• Short task
Extend the discussion below on whether meeting compliance standards makes DevOps secure, starting right after its final sentence.

• Text excerpt
+ + + + +

Does adhering to compliance standards necessarily mean that your DevOps are secure?


834 views1 Upvote8 Comments

Senior Director of Software, Applications and Analytics in Software, 5,001 - 10,000 employees
I view compliance as non nonfunctional requirements that have to go into every single backlog. Security, on the other hand, needs to go into every single item within the backlog. So it's not like a checklist at the end when you're done something, it is part of everything that you do. Stepping out a little bit more, the architecture is key. People get wrapped around the axle with tools, and they want to build these pipelines for the latest and greatest things. All of a sudden, they think, "We're going to turn this thing on, and we're going to be so much more efficient." But then they forget that their code is not as agile as their pipeline. A one-line change can easily take two hours to build inside of a pipeline, because your code is not as efficient as the pipeline. But it’s the same thing with security architecture, there needs to be consideration for how to build that in, into some type of way that services and optimizes the development in itself. That's how it's far different from compliance. It has to be built in. You have to take a step back and realize where you need to build that in, just as much as you need to build the agility into your code base.
2
President and National Managing Principal in Software, 501 - 1,000 employees
Compliance does not equal security. Security has got to be so much more. However, if you get three different security professionals in the room and ask them to define “what is secure”, you'll probably get four or five different opinions. So, at a certain point, customers, users, stakeholders, everyone needs to understand where the security controls, processes, etc., sit. Compliance allows you a tool to measure and report that. Compliance can also help weed out the riff raff. For example, you have to have a clean report to get to your CMMC level three if you want to do business with the defense department. That creates a barrier and a line where the companies that just use security as an afterthought may not make it through. You have to have compliance in there, otherwise, what is it? You have needs, you have criteria, but what are you measuring people against? How can you compare two different organizations, when you're looking at them?
Staff Security Engineer in Software, 11 - 50 employees
This makes me think of a quote, "The reasonable man adapts himself to the world. The unreasonable man persists in trying to adapt the world to himself. Therefore, all progress depends on the unreasonable man." That kind of goes against some of the philosophy that the best thing to do is to get a consensus. But, at the same time, you have to try to push the barriers of what people think is reasonable. If you don't make that effort, if you're not trying to put improvements in place, if you're not expanding what people think about, when they're trying to build applications, to add in the security now rather than after the fact, then they're not going to think about it. The consensus of, "This is good enough," will prevail. You end up not making any progress. If you've got a company that's going for compliance, you have to push them to go a step farther and really think about it, and engage with it, and turn that into a security practice, instead of, "Let's get enough check boxes done that maybe our customers will give us money and go away."

+ + + + +

• Records
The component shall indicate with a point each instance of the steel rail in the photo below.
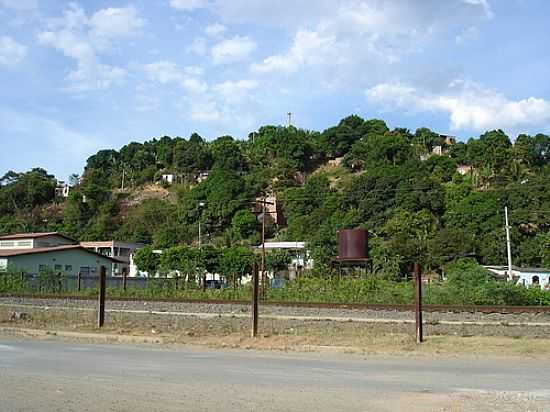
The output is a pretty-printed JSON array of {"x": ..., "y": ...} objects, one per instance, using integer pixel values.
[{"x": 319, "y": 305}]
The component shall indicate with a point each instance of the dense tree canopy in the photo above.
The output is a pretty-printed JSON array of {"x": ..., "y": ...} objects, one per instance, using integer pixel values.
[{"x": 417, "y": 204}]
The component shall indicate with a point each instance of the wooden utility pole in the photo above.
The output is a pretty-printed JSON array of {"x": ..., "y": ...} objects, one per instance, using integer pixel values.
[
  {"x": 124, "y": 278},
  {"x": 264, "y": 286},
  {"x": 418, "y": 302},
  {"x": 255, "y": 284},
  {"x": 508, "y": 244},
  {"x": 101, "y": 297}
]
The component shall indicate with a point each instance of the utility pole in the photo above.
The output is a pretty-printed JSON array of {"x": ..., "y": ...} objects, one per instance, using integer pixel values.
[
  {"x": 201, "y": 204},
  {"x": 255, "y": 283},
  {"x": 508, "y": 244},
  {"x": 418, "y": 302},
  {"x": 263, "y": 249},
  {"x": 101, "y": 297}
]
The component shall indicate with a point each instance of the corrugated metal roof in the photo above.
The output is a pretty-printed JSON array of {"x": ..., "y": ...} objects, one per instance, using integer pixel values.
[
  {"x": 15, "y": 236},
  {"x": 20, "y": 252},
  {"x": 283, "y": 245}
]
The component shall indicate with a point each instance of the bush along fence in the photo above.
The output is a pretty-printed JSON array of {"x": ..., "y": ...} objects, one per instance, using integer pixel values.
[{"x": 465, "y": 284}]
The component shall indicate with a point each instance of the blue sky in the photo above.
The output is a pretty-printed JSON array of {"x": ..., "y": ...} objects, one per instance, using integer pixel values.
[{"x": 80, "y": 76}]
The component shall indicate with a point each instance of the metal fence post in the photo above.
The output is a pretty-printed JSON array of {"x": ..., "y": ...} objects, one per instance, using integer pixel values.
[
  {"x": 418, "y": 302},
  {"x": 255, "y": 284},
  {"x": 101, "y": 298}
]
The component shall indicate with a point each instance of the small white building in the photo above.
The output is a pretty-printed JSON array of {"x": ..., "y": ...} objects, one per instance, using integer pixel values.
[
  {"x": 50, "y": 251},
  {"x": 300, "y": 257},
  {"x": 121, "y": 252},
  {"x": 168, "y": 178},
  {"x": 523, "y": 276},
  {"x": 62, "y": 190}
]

+ + + + +

• Task response
3 Replies
President and National Managing Principal in Software, 501 - 1,000 employees

So basically what you're saying is compliance was invented for unreasonable men, right?

Staff Security Engineer in Software, 11 - 50 employees

It's interesting. I'm sure you, Doug, have a lot deeper understanding than I do being an auditor, but to me, compliance can be a good jumping off point. You know, you look at whatever the certification is, and you've got a generic set of must-haves. Then once you take all of those and you start interacting with your environment and your product, that's where you get security.

CTO in Software, 11 - 50 employees

I'd say compliance was invented to provide a bit of defense against unreasonable lawyers, and legal stances. "Here's my stance on the company, and here's what we do, and we're compliant with everything. If you want to challenge our compliance, then we've adhere to these set of rules." Security is much more, let's call it flexible.

Director in Manufacturing, 1,001 - 5,000 employees
Our stance would be compliance to standards means less post deployment corrections. And perhaps less simple security issues. It definitely does not mean DecOps are secure. I would consider them cousins. They both need to be at the party
Senior Information Security Manager in Software, 501 - 1,000 employees
No. 

Security and compliance are two elements on a Venn diagram. There is often a lot of overlap between them. But one can be 100% compliant and be insecure, or quite secure but non-compliant.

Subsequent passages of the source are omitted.